# TASK DIRECTIONS
Transcribe the tail of the listing: start at the line containing "Could you point out the cloud" and stop after the last line, keeping every character as is and adding nothing.

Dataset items
** Start **

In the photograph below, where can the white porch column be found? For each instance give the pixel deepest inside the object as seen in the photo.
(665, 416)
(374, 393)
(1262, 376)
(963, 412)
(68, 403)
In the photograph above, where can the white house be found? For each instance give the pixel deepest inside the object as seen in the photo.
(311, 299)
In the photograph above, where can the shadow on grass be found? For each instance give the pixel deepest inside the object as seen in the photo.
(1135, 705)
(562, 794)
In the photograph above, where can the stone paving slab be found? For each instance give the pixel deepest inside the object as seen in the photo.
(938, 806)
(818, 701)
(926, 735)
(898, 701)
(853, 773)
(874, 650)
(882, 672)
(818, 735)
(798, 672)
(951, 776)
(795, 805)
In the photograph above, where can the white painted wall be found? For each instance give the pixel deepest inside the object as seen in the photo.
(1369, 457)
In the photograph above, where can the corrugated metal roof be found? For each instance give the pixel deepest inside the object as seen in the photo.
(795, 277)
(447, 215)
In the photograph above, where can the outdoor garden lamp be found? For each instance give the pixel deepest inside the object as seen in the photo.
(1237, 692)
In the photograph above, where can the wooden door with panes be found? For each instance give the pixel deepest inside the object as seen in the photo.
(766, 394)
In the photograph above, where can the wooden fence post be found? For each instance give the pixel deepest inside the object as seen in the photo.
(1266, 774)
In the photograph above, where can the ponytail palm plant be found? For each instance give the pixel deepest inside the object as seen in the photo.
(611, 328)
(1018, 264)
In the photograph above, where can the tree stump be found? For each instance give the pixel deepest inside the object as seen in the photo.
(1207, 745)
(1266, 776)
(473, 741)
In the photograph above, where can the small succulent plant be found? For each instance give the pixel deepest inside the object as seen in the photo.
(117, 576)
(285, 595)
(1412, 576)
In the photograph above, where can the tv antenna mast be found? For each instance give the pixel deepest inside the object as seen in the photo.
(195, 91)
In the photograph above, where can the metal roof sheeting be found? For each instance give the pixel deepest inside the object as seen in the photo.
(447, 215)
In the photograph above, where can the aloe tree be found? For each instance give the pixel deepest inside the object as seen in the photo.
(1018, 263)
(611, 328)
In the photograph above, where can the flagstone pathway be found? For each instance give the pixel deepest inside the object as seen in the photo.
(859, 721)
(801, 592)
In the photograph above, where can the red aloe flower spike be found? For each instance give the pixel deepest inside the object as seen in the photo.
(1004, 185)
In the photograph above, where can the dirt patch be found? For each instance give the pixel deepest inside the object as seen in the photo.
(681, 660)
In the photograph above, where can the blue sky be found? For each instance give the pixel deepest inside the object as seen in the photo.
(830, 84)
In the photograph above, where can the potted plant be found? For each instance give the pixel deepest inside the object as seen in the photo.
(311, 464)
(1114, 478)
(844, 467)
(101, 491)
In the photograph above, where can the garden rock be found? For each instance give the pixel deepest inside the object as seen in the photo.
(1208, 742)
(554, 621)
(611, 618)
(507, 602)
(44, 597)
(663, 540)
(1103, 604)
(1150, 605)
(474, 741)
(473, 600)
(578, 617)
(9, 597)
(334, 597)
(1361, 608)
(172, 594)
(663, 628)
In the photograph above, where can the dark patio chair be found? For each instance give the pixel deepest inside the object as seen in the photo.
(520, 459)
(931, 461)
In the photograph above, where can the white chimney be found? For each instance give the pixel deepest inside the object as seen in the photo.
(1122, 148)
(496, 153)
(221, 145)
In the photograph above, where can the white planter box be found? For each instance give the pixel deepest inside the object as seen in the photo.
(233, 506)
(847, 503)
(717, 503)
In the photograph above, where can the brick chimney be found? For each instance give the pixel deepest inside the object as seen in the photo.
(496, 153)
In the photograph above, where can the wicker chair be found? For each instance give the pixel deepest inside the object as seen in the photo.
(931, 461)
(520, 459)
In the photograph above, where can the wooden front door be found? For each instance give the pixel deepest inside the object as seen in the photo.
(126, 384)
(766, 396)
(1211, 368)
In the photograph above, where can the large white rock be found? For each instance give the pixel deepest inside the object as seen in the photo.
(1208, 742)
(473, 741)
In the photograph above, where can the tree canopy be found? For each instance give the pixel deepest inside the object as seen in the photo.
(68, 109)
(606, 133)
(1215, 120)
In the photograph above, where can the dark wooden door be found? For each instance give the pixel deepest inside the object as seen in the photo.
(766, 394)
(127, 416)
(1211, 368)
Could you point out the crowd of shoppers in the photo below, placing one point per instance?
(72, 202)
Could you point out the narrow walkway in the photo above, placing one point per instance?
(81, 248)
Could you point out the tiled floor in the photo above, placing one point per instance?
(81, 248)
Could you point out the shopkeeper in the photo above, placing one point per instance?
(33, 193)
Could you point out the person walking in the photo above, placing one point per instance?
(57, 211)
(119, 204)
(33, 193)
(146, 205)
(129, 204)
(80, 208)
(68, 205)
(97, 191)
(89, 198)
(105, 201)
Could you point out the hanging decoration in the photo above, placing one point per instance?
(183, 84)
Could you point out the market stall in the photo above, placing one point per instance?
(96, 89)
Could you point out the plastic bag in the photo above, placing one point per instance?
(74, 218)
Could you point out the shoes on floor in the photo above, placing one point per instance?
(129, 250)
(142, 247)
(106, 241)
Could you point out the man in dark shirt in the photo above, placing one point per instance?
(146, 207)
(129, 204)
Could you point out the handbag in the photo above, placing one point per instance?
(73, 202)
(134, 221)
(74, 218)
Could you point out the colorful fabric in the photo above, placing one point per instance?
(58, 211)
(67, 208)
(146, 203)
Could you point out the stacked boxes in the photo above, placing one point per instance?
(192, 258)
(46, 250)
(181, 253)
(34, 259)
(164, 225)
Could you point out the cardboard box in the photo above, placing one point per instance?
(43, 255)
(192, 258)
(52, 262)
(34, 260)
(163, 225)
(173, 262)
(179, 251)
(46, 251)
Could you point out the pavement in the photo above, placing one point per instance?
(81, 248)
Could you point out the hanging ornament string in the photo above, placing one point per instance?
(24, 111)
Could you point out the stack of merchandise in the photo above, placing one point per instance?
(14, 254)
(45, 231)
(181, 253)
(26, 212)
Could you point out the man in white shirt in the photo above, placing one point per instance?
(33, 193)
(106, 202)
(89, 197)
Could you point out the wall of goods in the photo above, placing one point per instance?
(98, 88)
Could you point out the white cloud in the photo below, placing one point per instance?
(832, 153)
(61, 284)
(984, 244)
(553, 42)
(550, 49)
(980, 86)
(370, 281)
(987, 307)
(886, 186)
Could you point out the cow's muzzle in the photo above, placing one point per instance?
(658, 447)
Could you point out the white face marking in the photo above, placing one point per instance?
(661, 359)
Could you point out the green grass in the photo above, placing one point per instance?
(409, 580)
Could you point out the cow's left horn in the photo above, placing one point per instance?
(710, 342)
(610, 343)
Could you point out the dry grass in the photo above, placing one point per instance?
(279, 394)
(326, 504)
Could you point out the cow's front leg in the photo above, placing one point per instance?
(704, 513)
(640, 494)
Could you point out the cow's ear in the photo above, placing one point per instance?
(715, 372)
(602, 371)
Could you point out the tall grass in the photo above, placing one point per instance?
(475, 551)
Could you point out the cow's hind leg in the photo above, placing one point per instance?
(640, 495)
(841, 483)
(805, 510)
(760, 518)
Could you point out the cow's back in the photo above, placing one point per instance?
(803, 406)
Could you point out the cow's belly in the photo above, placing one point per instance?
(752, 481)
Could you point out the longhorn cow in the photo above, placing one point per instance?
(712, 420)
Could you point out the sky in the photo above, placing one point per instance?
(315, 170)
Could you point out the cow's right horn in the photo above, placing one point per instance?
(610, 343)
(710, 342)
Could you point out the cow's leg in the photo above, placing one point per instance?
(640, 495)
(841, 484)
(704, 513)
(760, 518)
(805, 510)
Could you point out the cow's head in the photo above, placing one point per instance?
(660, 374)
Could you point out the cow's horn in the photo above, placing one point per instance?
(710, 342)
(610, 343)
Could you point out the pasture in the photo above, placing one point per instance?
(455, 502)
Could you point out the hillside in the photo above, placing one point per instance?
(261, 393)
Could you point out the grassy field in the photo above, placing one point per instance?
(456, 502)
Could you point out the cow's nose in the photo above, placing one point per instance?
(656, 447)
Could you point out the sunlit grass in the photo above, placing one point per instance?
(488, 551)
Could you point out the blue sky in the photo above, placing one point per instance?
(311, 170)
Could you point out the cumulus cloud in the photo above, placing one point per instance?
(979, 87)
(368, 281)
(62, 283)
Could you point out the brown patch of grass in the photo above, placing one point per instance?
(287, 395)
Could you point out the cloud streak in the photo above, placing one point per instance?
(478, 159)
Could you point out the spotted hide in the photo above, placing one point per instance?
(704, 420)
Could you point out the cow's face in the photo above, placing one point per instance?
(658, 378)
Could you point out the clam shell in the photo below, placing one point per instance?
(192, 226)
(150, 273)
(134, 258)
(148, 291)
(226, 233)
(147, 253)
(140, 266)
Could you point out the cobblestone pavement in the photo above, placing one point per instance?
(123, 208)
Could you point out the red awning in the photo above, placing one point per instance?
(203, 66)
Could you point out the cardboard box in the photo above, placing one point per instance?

** End **

# SOLUTION FOR THIS EXERCISE
Could you point out the cloud streak in the photo above, placing one point per instance?
(478, 159)
Could you point out the spotted hide in the photo above, placing one point per instance?
(704, 420)
Could you point out the cow's face in the photo above, placing one point per instance?
(658, 378)
Could you point out the clam shell in the photo below, placing one point per instance?
(192, 226)
(150, 273)
(134, 258)
(148, 291)
(226, 233)
(147, 253)
(140, 266)
Could you point out the cobblestone pavement in the photo above, placing one point per instance?
(123, 208)
Could you point out the red awning in the photo above, placing one point per instance?
(203, 66)
Could you point out the cardboard box in the photo above, placing one point per instance?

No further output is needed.